◆ Stated problem
Set down the listing below without any change, beginning at the line that has "the window frame." and continuing to the last line of the listing.

————

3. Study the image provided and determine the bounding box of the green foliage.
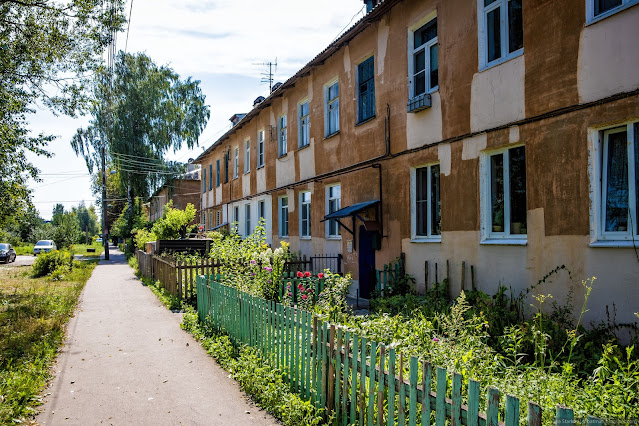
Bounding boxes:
[210,220,289,300]
[181,308,323,426]
[0,255,96,425]
[71,52,210,199]
[32,250,73,280]
[151,200,197,240]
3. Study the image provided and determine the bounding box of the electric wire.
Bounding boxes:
[124,0,133,53]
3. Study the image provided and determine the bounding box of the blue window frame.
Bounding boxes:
[357,56,375,123]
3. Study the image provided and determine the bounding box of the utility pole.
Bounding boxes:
[102,139,109,260]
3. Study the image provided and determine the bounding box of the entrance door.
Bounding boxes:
[358,225,376,299]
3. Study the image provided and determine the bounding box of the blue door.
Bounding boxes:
[358,225,375,299]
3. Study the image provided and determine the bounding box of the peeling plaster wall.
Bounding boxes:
[470,55,525,132]
[578,6,639,102]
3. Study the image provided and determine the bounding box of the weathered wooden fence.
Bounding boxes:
[197,276,601,426]
[136,250,220,300]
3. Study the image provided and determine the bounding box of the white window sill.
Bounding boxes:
[479,237,528,246]
[586,0,639,26]
[410,236,442,244]
[479,47,524,72]
[588,238,639,248]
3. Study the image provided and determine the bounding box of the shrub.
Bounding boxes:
[31,250,73,280]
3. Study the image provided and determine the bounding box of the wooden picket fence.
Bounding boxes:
[279,272,325,303]
[197,276,602,426]
[136,250,220,300]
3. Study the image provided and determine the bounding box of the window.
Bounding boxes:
[224,152,231,183]
[277,115,288,157]
[215,160,221,187]
[482,146,527,239]
[257,130,264,168]
[300,191,311,238]
[357,56,375,123]
[257,200,266,225]
[586,0,639,23]
[298,101,311,148]
[244,204,253,236]
[324,81,339,137]
[477,0,524,68]
[279,197,288,238]
[202,169,206,192]
[411,164,442,241]
[233,147,240,179]
[326,185,342,238]
[595,122,639,241]
[410,18,439,97]
[244,139,251,174]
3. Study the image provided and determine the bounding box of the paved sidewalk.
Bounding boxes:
[36,249,278,425]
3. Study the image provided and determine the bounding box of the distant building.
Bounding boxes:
[195,0,639,322]
[148,164,201,223]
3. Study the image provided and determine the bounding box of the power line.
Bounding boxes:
[124,0,133,53]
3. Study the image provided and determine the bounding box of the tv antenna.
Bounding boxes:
[255,58,277,93]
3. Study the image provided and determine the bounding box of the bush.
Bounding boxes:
[31,250,73,280]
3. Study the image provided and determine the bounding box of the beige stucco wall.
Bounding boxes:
[406,91,443,149]
[470,55,526,132]
[577,6,639,102]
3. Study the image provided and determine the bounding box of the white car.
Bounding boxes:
[33,240,58,256]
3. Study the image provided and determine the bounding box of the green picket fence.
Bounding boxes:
[279,272,325,303]
[197,276,602,426]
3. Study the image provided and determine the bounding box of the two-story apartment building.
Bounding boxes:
[147,163,201,223]
[196,0,639,322]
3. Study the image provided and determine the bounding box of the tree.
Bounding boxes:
[71,52,210,206]
[0,0,125,226]
[51,203,64,226]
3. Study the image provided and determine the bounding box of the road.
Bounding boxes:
[0,255,35,268]
[36,248,278,426]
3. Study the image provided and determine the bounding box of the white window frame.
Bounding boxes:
[324,77,339,137]
[410,163,442,243]
[277,196,289,238]
[233,206,240,234]
[479,144,528,245]
[325,183,342,240]
[297,99,311,148]
[233,146,240,179]
[477,0,524,71]
[299,191,312,240]
[244,203,253,237]
[586,0,639,24]
[244,139,251,174]
[589,120,639,247]
[277,114,288,157]
[408,12,439,99]
[257,129,264,169]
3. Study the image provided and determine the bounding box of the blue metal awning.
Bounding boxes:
[322,200,379,222]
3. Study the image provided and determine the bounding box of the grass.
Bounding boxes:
[13,244,33,256]
[0,261,97,424]
[71,243,104,258]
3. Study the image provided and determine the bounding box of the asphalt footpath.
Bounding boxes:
[36,248,278,425]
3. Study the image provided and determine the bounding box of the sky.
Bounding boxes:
[29,0,365,219]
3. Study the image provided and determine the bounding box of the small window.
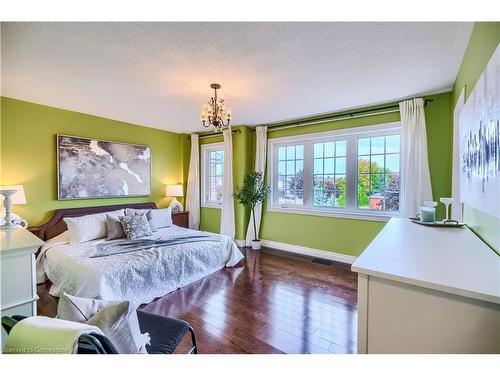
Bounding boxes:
[357,134,400,211]
[202,143,224,207]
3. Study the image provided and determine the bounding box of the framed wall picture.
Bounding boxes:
[57,134,151,200]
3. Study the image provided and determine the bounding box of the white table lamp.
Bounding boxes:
[0,185,28,229]
[165,185,184,213]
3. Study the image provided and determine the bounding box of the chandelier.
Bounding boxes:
[201,83,231,131]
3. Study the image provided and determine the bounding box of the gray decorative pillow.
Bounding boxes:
[125,208,158,232]
[120,214,153,240]
[57,293,149,354]
[106,215,125,241]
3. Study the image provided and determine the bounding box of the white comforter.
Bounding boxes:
[36,225,243,306]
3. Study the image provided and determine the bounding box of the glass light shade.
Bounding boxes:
[165,185,184,197]
[0,185,26,205]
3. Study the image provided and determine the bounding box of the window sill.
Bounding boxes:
[201,203,222,210]
[267,207,401,222]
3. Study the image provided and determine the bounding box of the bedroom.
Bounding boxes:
[0,0,500,374]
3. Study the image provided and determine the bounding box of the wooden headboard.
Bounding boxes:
[31,202,157,241]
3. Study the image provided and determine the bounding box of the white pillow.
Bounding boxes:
[57,293,149,354]
[151,207,173,228]
[63,209,124,244]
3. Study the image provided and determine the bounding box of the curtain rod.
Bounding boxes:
[188,129,241,139]
[254,99,434,132]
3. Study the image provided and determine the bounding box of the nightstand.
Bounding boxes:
[0,228,44,342]
[172,211,189,228]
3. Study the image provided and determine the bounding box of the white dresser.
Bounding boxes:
[352,218,500,353]
[0,228,44,334]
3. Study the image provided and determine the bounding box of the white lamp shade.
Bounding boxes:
[0,185,26,205]
[165,185,184,197]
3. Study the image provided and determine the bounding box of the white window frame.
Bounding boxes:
[267,121,405,221]
[201,142,224,209]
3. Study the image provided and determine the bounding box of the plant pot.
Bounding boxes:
[252,240,261,250]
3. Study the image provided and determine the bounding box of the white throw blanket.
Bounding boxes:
[3,316,103,354]
[37,225,243,307]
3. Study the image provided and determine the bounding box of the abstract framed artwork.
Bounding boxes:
[57,134,151,200]
[459,46,500,218]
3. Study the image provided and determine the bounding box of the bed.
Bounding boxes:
[35,203,243,306]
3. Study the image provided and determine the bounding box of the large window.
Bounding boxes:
[268,123,400,220]
[201,143,224,207]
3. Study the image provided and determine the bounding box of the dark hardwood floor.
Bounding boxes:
[38,249,357,354]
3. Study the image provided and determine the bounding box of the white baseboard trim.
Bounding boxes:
[261,240,357,264]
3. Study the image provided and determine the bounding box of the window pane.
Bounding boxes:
[335,175,346,208]
[278,176,286,189]
[324,142,335,158]
[358,138,370,155]
[295,160,304,173]
[278,161,286,175]
[278,147,286,160]
[215,163,223,175]
[385,173,400,192]
[357,135,400,211]
[358,156,370,173]
[385,154,399,173]
[295,145,304,160]
[313,141,347,207]
[385,135,400,153]
[202,150,224,203]
[314,159,323,174]
[274,145,304,204]
[313,175,324,190]
[371,137,384,154]
[370,155,384,173]
[335,141,347,156]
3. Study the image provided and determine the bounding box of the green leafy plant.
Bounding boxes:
[233,172,271,241]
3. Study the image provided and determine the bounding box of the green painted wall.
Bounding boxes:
[0,97,188,226]
[452,22,500,252]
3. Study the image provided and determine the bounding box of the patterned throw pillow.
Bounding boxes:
[120,214,153,240]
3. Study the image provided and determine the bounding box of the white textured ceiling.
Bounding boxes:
[1,22,472,132]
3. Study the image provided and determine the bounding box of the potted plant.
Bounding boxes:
[233,172,270,250]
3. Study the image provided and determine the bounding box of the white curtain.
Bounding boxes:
[245,126,267,246]
[220,129,235,239]
[399,98,432,217]
[186,134,200,229]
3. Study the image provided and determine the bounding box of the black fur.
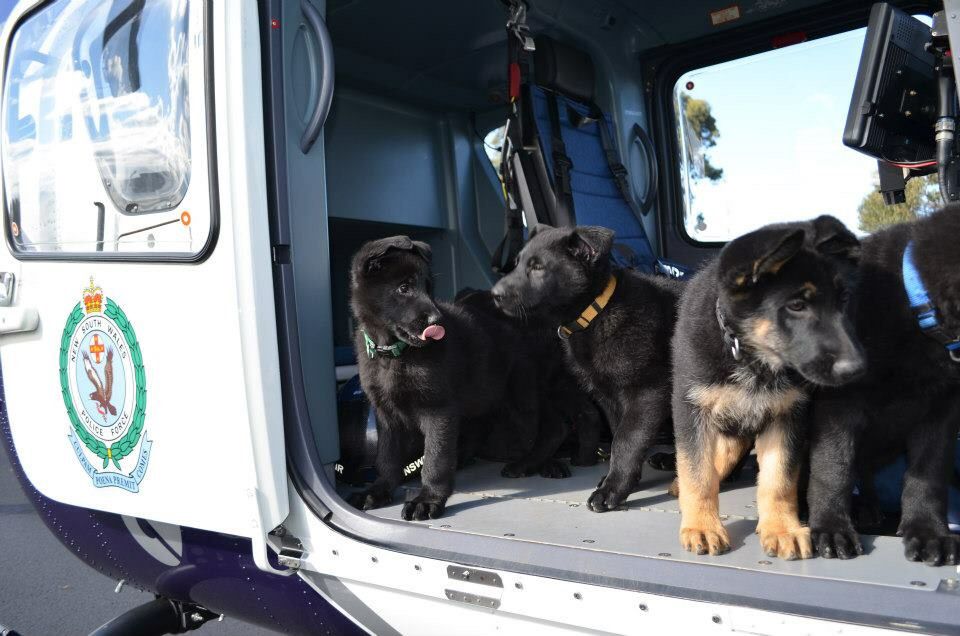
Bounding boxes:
[673,217,864,558]
[350,236,535,520]
[455,289,603,478]
[807,207,960,565]
[493,226,679,512]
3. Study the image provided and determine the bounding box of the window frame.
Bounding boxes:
[0,0,220,264]
[643,0,931,250]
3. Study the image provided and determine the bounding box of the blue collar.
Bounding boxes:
[903,241,960,362]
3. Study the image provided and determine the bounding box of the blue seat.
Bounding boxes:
[529,86,657,273]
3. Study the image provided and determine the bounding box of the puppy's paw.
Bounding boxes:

————

◆ Solution to this task
3. Study the image provided and determine the bounding box of the window frame.
Bounding boxes:
[0,0,220,264]
[643,0,931,250]
3. Study the image provided and determine the bounding box of the blue collar.
Bounding boxes:
[903,241,960,362]
3. Study the image provided and determine the bounding box of the blue seat.
Bounding boxes:
[529,86,657,273]
3. Study the image provided and determine the bounding box of the puppy's paw.
Bounding boxes:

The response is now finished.